» **Written exercise**
Edit the rows from the line that contains "segment: red and orange leaf" through the end of the rows, changing "leaf stem" to "stalk" and keeping everything else the same.

» **The input**
##############################

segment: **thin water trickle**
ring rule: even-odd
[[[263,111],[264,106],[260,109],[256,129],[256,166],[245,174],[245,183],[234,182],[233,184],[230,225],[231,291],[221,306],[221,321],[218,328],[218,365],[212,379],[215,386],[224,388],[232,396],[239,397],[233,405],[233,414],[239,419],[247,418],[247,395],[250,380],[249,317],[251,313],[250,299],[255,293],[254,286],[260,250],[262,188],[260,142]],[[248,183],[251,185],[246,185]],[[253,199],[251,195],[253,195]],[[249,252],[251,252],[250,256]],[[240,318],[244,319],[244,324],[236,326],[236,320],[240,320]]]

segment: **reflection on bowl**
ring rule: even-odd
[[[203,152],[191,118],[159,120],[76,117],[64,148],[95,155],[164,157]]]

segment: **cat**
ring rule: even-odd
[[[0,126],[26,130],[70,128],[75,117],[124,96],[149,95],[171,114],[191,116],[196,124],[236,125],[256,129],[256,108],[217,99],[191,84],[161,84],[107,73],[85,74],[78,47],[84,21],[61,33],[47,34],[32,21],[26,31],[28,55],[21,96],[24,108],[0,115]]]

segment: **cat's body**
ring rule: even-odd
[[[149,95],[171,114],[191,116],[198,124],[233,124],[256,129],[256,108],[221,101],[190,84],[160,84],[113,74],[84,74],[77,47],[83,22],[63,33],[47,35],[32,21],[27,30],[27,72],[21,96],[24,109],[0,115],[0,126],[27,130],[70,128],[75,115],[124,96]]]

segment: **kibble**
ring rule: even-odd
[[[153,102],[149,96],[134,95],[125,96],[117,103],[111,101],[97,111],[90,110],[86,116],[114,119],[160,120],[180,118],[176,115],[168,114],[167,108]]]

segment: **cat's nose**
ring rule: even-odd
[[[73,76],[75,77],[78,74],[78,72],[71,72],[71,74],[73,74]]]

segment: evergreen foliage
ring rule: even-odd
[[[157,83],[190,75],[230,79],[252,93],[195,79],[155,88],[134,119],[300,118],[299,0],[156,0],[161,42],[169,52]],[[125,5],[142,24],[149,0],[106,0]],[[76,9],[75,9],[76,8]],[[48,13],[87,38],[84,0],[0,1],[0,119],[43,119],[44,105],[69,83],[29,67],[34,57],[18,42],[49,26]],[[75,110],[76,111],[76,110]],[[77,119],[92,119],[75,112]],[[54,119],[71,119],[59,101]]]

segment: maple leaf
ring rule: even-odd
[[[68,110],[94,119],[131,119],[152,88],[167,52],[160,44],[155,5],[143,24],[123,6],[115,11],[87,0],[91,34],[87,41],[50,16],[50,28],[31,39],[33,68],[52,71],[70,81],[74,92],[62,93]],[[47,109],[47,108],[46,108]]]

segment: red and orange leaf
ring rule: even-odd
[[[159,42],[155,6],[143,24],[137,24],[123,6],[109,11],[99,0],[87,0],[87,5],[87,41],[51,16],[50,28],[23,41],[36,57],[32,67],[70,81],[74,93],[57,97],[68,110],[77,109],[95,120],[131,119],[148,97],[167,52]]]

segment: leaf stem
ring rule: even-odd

##############################

» **Completed exercise**
segment: red and orange leaf
ring rule: even-odd
[[[159,42],[155,6],[143,24],[137,24],[123,6],[109,11],[99,0],[87,0],[87,5],[87,41],[51,16],[50,28],[23,41],[36,57],[32,67],[70,81],[74,93],[57,97],[68,110],[77,109],[95,120],[131,119],[148,97],[167,52]]]

segment: stalk
ring rule: even-odd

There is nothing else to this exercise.